- [AUFGABE 1] Auf welche Tätigkeit kann der Kläger laut dem Auszug zum Rentenstreit verwiesen werden?
- [AUFGABE 2] Führe den Auszug zum Rentenstreit im Anschluss an seinen letzten Satz fort.

- [TEXTAUSZUG]
Mit Gerichtsbescheid vom 24.08.2011 hat das SG die Klage abgewiesen. Zur Überzeugung der Kammer sei der Kläger in der Lage, leichte Tätigkeiten des allgemeinen Arbeitsmarktes über sechs Stunden täglich unter Berücksichtigung qualitativer Einschränkungen auszuüben. Insoweit hat sich die Kammer auf die sachverständige Zeugenauskunft des Dr. M., Dr S. und Dr. A. gestützt. Es bestehe auch kein Anspruch auf Rente wegen teilweiser Erwerbsminderung bei Berufsunfähigkeit. Letztlich könne die Frage des Berufsschutzes dahingestellt bleiben. Denn der Kläger könne mit dem bestehenden Restleistungsvermögen, wie es Dr. M. festgestellt habe, auf die Tätigkeit als Registrator und Poststellenmitarbeiter verwiesen werden. Das Urteil ist dem Bevollmächtigten des Klägers am 08.09.2011 mittels Empfangsbekenntnis zugestellt worden.

Hiergegen richtet sich die am 13.09.2011 zum Sozialgericht Freiburg (SG) erhobene Berufung, die dem Landessozialgericht Baden-Württemberg (LSG) am 16.09.2011 vorgelegt worden ist. Zur Begründung trägt der Kläger vor, dass er an einem wiederkehrenden Hals- und Lendenwirbelsäulensyndrom bei Bandscheibendegeneration, Pannikulitis in der Nacken- und Rückenregion, Impingementsyndrom beider Schultern bei Rotatorenmanschettenproblematik, einen medikamentös eingestellten Bluthochdruck, einem Schlafapnoe-Syndrom sowie verschwommenem Sehen und an Migräneanfällen leide. Im Laufe des Klageverfahrens habe sich darüber hinaus seine psychische Situation verschlechtert.

Der Kläger beantragt,

das Urteil des Sozialgerichts Freiburg vom 24.08.2011 sowie den Bescheid der Beklagten vom 18.02.2010 in der Gestalt des Widerspruchsbescheids vom 11.05.2010 aufzuheben und die Beklagte zu verurteilen, dem Kläger Rente wegen voller Erwerbsminderung, hilfsweise wegen teilweiser Erwerbsminderung bei Berufsunfähigkeit zu gewähren.

Die Beklagte beantragt,

die Berufung zurückzuweisen.

- [VORLIEGENDE EINTRÄGE]
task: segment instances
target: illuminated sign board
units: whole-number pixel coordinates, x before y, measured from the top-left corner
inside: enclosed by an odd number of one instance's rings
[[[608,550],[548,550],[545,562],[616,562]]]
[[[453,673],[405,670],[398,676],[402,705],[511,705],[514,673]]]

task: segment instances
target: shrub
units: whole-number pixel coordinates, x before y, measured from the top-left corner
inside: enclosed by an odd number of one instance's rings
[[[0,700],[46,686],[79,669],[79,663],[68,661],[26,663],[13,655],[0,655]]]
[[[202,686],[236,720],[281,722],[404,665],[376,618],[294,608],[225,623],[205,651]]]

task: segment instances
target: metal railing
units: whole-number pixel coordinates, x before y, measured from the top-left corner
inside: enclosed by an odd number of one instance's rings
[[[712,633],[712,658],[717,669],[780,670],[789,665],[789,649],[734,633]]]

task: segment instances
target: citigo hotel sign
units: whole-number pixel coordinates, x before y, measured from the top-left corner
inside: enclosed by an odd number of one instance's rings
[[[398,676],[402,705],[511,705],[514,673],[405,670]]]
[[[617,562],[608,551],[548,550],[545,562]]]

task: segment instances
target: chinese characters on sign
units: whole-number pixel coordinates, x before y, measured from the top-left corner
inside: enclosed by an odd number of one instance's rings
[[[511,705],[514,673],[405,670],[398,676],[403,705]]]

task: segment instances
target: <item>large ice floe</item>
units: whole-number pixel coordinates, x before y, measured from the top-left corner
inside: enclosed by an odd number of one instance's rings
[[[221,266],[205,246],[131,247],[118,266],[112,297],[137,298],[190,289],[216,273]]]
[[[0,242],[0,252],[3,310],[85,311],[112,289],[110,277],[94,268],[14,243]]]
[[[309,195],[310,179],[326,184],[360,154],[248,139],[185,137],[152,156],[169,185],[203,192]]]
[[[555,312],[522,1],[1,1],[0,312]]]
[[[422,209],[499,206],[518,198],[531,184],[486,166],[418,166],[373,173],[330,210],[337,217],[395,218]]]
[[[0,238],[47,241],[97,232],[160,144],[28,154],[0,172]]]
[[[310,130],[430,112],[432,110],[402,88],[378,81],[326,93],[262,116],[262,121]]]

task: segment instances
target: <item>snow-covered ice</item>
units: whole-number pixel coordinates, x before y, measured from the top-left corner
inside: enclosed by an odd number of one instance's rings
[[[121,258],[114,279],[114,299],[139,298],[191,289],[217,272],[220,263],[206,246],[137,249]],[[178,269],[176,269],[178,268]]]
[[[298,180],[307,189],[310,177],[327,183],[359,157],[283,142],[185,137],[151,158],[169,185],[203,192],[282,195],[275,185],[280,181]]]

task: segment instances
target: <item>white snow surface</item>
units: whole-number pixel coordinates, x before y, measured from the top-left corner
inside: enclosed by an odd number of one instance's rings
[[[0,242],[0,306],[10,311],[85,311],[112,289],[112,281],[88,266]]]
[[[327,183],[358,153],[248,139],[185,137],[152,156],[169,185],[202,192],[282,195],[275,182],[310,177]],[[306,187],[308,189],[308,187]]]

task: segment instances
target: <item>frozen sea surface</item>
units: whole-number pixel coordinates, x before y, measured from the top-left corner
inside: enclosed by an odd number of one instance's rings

- [ERGEBNIS 1] Auf die Tätigkeit als Registrator und Poststellenmitarbeiter.

- [ERGEBNIS 2]
Die Beklagte hat den Reha-Entlassungsbericht über die beim Kläger durchgeführte Rehabilitationsmaßnahme vom 23.11.2011 bis 28.12.2011 vorgelegt. Hierbei waren beim Kläger folgende Diagnosen festgestellt worden: Mittelgradige depressive Episode, HWS-Syndrom bei degenerativen Veränderungen, LWS-Syndrom bei degenerativen Veränderungen, Impingementsyndrom beider Schultern und arterielle Hypertonie. Für die zuletzt ausgeübte Tätigkeit als Bauarbeiter sei der Kläger als arbeitsunfähig zu entlassen. Leistungen zur Teilhabe am Arbeitsleben seien zu prüfen. Er stehe dem allgemeinen Arbeitsmarkt für leichte und mittelschwere Tätigkeiten unter Berücksichtigung qualitativer Leistungseinschränkungen im Übrigen vollschichtig zur Verfügung.

Der Senat hat eine orthopädische Begutachtung des Klägers durch Dr. H. veranlasst. Der Sachverständige hat in seinem Gutachten vom 15.02.2012 aufgrund einer Untersuchung des Klägers am 07.12.2011 folgende Diagnosen gestellt:

- Cervicalsyndrom mit Muskelspannungsstörungen bei degenerativen HWS-Veränderungen - Lumbalsyndrom mit schmerzhafter Bewegungseinschränkung und Muskelspannungsstörung bei degenerativen LWS-Veränderungen - Funktionsdefizit rechte Schulter bei Zustand nach Rotatorenmanschettenruptur und -naht - Impingementsyndrom linke Schulter, ohne wesentliches Funktionsdefizit - Ulna plus Variante nach Hulten bds mit Belastungsschmerz beider Handgelenke.

Als nichtorthopädische Diagnosen seien ferner zu berücksichtigen:

- chronisches Schmerzsyndrom - depressive Episode - Schlafapnoe-Syndrom

Der Kläger sei noch in der Lage, ohne unmittelbare Gefährdung der Gesundheit leichte Tätigkeiten auf dem allgemeinen Arbeitsmarkt sechs Stunden und mehr an fünf Tagen die Woche auszuüben. Nicht mehr zumutbar seien schwere Tätigkeiten. Grundsätzlich möglich seien leichte bis gelegentlich mittelschwere Tätigkeiten, diese sollten überwiegend im Sitzen, mit der Möglichkeit des zwischenzeitlichen Positionswechsels zum Stehen und Umhergehen erfolgen, jedoch nicht dauerhaft im Stehen und Gehen. Ausgeschlossen werden solle darüber hinaus ständiges Steigen auf Leitern oder Gerüsten, Arbeiten unter Kälte, Nässe oder Zuglufteinwirkung, Arbeiten in ständiger einseitiger oder vornübergebeugter Körperhaltung, Überkopfarbeiten bzw in ständig aktiver Armvorhalteposition und regelmäßiges Heben und Tragen von Lasten von mehr als 10 kg. Möglich und zumutbar seien leichte, verwaltende, organisierende und überwachende Tätigkeiten, wie auch Montagetätigkeiten im Sitzen.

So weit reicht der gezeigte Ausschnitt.